- **SELECTED TEXT**
------------------------------------------------------------------------
The Pale Dreamer is a 2016 supernatural dystopian novella by British writer Samantha Shannon, the prequel of The Bone Season series.

Plot 
Plot Summary

In Scion London in the year 2056, dreamwalker Paige Mahoney has been recruited by Jaxon Hall, The White Binder, Mime-Lord of The Seven Seals, a criminal clairvoyant organisation operating covertly in London, I Cohort, Section 4. 

Paige goes on her first job to prove herself to Jaxon and the Seals by capturing Anne Naylor, a poltergeist, and her murderer, sought after poltergeist Sarah Metyard. Paige works on honing her dreamwalking gift and earns her place as Jaxon's mollisher, the second in charge of the Seals, and takes on a new identity as the Pale Dreamer. 

Main Characters 

 Paige Eva Mahoney (born Paige Aoife Mahoney), The Pale Dreamer, is Mollisher of The Seven Seals and a Dreamwalker of the VII Order of Clairvoyance, Jumpers, which are identified by a red aura. 
 Jaxon Hall, The White Binder, is Mime-Lord of The Seven Seals. Jaxon is a Binder, a Guardian of the V Order of Clairvoyance which are identified by an orange aura. 
 Nicklas 'Nick' Rygard, The Red Vision, is a member of The Seven Seals and an Oracle of the VII Order of Clairvoyance, Jumpers, which are identified by a red aura. 
 Eliza Renton, The Martyred Muse, is a member of the Seven Seals and an automatise (art medium) of the III Order of Clairvoyance, Mediums, which are identified by a green aura.
 Sarah 'Sally' Metyard, poltergeist, daughter of Sarah Metyard, sentenced to death for the murder of Anne Naylor.
------------------------------------------------------------------------
- **RECORDED INFORMATION**
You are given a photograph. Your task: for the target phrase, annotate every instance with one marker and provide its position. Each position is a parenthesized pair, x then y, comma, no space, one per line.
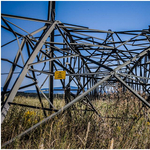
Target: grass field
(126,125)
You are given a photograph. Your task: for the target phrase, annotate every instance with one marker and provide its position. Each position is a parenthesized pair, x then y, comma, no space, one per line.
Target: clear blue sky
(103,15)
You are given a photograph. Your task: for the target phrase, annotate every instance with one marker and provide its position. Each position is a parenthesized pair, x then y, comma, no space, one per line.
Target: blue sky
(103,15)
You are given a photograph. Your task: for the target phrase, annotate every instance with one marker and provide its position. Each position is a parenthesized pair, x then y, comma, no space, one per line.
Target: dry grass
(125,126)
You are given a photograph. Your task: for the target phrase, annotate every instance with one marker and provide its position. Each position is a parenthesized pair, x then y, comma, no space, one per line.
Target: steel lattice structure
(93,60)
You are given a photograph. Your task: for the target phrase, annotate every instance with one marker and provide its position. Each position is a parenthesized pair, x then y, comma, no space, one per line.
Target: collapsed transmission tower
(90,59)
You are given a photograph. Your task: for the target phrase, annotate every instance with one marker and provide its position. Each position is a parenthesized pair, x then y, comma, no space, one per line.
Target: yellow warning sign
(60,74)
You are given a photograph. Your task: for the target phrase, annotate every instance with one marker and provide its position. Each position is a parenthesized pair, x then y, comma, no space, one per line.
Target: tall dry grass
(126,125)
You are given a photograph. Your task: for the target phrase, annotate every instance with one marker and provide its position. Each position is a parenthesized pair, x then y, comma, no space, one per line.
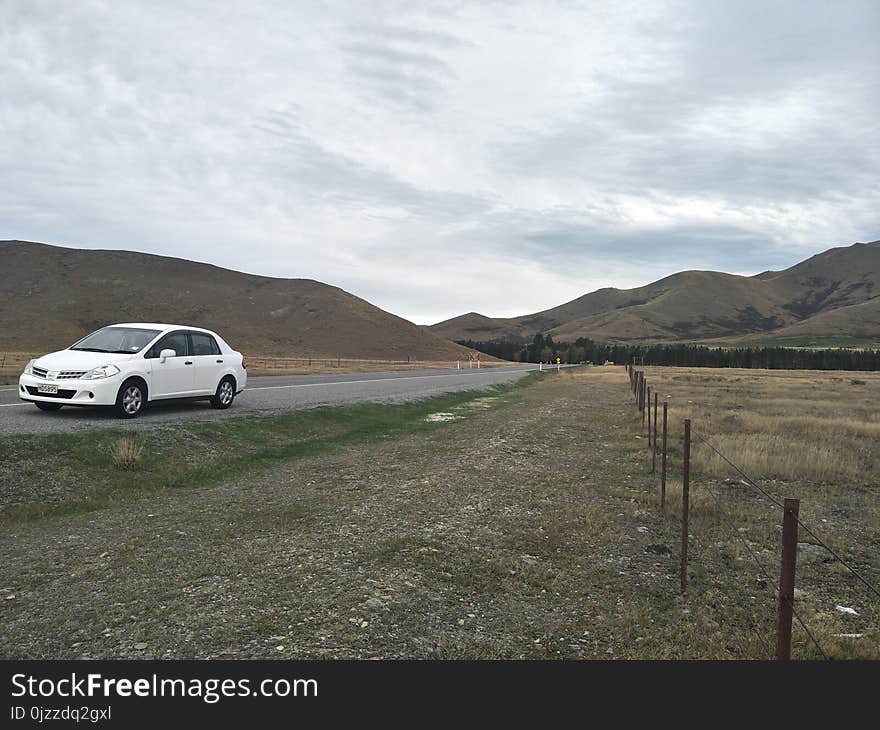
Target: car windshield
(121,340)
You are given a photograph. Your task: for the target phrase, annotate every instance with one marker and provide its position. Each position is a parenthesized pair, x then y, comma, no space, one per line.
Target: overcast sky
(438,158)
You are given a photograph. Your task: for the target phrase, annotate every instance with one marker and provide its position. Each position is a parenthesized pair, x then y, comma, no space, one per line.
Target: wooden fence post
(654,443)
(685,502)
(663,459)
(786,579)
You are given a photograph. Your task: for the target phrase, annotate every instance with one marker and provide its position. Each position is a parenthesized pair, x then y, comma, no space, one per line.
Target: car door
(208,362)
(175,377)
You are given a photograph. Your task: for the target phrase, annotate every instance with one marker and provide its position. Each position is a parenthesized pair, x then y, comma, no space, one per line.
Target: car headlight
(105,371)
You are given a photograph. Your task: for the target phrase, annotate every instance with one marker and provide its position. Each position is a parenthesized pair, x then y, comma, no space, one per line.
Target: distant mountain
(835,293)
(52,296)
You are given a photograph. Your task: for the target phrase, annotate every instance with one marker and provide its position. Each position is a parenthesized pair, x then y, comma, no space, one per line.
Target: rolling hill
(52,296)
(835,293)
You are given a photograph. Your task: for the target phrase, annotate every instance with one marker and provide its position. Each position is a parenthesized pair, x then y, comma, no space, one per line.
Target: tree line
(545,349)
------------------------------------------------------------------------
- **EXERCISE AIM**
Pick up the article about The Pale Dreamer after its last line and keep writing it. The items have nothing to do with the article about The Pale Dreamer.

- **WRITTEN REPLY**
 Anne 'Nanny' Naylor, poltergeist, murdered by Sarah and Sally Metyard.

Development 
The Pale Dreamer is loosely based on the true story of the neglect and murder of Anne 'Nanny' Naylor by mother and daughter Sarah Metyard and Sarah 'Sally' Metyard in the 1750s. According to official records, Anne was beaten and starved by the Metyards after attempting to escape. Her sister was also murdered by the Metyards. Both Metyards were executed by hanging at Surgeon's Hall. Countless real reports exist of "a girl’s screams being heard in Farringdon Station since 1758", according to My London's Erica Buist.

Reception 
The Daily Telegraph's Helen Brown described The Pale Dreamer as "A clever and courageous character, reminiscent of Katniss Everdeen from The Hunger Games". The Bone Season series is an international bestseller, with author Samantha Shannon being compared with JK Rowling. The Pale Dreamer "more than sustains Shannon’s usual standard", according to Girl with her Head in a Book.